-- Document text follows --
The village was founded around 1833, shortly after the discovery of nearby mineral springs, which in its heyday were known as the "Elkhorn Dier Lick Springs" or "Balsley Springs" and thought to have beneficial medicinal properties. A one-room schoolhouse was built in 1849, and a double arch bridge in 1856. The community became known as High Bridge shortly afterwards. High Bridge was renamed to Elk Horn in 1880 in anticipation of the building of a post office; however, it was not built until 1895 and lasted just two years. The name then reverted to High Bridge. In the 19th century, several mills operated around High Bridge, powered by Limestone Creek and outflow from the White and Green Lakes. Other industry included a butcher block factory, which remained open into the 20th century.

High Bridge began to decline even as early as 1856 when many residents moved to the Midwest. A newspaper article published around the turn of the century described the area around the mineral springs as having been "practically desolation" by 1883, prompting their owner to fill in the springs. However, the village lasted until the nearby lime mines gave out in the early 1900s. The hotel burned in 1913, and the union church was abandoned in 1925. The 1849 schoolhouse was operated in the area until 1941; students were subsequently incorporated into the Fayetteville-Manlius Central School District.

Highbridge Road, now New York Route 92, runs from NY-5 at Lyndon Corners to NY-257 in Manlius. The arch bridge was replaced with a modern steel and concrete span in 1953, which was expanded in the 1990s.
-- Document text concluded --
-- Given information follows --
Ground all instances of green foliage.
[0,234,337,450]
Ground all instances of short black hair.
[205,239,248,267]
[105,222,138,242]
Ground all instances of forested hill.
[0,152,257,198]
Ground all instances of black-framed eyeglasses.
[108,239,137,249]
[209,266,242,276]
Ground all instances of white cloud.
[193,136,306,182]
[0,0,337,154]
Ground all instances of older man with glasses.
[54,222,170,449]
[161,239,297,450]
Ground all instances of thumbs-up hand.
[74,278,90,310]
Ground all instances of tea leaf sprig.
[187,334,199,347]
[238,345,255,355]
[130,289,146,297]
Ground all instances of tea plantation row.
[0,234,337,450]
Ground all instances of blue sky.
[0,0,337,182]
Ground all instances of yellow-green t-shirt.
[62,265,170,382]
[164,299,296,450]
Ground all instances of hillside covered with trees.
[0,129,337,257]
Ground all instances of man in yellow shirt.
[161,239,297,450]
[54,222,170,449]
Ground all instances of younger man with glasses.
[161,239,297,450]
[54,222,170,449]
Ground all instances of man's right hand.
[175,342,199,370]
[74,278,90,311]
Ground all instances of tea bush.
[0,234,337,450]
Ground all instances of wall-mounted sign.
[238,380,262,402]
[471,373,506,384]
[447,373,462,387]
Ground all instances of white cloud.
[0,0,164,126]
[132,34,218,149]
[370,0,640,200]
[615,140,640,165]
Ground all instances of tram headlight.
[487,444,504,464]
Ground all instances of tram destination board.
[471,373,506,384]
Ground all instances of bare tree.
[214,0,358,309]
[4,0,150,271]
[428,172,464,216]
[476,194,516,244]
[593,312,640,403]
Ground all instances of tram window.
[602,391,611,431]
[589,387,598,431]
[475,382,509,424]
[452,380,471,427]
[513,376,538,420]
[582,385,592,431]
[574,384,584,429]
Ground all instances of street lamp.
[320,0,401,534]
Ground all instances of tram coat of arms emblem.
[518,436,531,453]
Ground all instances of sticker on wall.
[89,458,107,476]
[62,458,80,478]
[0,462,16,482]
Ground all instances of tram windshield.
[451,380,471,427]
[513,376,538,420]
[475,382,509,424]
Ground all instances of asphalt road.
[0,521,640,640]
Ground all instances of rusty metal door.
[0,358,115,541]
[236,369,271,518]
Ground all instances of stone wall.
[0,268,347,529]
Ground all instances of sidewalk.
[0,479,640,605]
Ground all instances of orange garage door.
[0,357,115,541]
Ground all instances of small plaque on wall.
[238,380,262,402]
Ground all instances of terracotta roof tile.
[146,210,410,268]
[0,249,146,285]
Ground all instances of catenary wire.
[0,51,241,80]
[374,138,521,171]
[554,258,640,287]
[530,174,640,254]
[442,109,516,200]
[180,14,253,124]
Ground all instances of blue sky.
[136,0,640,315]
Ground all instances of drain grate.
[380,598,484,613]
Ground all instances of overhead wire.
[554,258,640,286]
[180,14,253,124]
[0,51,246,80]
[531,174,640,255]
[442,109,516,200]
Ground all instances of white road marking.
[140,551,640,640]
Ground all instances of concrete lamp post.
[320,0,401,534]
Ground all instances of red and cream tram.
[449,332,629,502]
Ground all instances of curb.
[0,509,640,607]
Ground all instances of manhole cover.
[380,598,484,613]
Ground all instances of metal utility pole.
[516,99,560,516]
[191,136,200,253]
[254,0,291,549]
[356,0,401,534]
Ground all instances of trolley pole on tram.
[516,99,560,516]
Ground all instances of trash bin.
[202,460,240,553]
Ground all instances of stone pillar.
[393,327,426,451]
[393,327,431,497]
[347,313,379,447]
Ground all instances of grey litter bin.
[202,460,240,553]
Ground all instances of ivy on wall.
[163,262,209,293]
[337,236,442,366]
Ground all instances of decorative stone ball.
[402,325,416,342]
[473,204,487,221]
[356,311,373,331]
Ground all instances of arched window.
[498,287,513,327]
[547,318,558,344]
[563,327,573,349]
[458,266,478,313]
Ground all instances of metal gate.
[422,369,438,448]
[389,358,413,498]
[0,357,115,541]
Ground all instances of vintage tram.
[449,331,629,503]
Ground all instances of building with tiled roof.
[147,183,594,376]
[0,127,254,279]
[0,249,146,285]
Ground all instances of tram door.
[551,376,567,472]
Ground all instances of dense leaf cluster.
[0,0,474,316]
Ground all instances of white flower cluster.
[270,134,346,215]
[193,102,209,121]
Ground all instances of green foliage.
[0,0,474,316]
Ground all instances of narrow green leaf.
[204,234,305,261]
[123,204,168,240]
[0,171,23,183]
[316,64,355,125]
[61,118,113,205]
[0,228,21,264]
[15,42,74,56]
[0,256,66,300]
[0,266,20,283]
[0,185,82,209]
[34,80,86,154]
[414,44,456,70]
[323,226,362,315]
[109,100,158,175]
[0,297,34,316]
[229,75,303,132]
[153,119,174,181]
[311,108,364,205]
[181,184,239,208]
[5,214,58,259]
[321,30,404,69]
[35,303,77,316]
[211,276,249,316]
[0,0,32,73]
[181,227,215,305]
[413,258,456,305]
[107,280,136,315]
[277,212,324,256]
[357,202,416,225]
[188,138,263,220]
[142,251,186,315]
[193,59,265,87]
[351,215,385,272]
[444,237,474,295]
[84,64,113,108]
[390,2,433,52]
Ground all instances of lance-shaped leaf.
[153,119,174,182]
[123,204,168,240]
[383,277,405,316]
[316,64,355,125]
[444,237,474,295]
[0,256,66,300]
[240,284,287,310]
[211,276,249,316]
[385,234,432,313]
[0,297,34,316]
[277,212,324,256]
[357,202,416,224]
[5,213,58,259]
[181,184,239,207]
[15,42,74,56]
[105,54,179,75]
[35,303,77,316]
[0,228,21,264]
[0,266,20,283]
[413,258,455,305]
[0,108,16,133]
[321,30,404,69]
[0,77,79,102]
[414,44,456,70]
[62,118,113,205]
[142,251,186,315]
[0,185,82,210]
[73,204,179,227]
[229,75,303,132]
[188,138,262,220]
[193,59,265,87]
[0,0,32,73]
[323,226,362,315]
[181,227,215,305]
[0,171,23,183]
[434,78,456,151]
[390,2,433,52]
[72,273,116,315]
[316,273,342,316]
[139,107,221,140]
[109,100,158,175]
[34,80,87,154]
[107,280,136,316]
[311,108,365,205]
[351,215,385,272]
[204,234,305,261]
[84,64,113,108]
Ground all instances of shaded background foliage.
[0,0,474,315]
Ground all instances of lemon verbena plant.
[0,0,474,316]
-- Given information concluded --
= Activities =
• A. Rewrite the passage about High Bridge from "High Bridge began" to "in the 1990s.", putting "inn" in place of "hotel".
• B. Translate this sentence from the passage about High Bridge into Spanish: "The hotel burned in 1913, and the union church was abandoned in 1925."

= Answer set =
• A.
High Bridge began to decline even as early as 1856 when many residents moved to the Midwest. A newspaper article published around the turn of the century described the area around the mineral springs as having been "practically desolation" by 1883, prompting their owner to fill in the springs. However, the village lasted until the nearby lime mines gave out in the early 1900s. The inn burned in 1913, and the union church was abandoned in 1925. The 1849 schoolhouse was operated in the area until 1941; students were subsequently incorporated into the Fayetteville-Manlius Central School District.

Highbridge Road, now New York Route 92, runs from NY-5 at Lyndon Corners to NY-257 in Manlius. The arch bridge was replaced with a modern steel and concrete span in 1953, which was expanded in the 1990s.

• B. El hotel se incendió en 1913 y la iglesia interconfesional fue abandonada en 1925.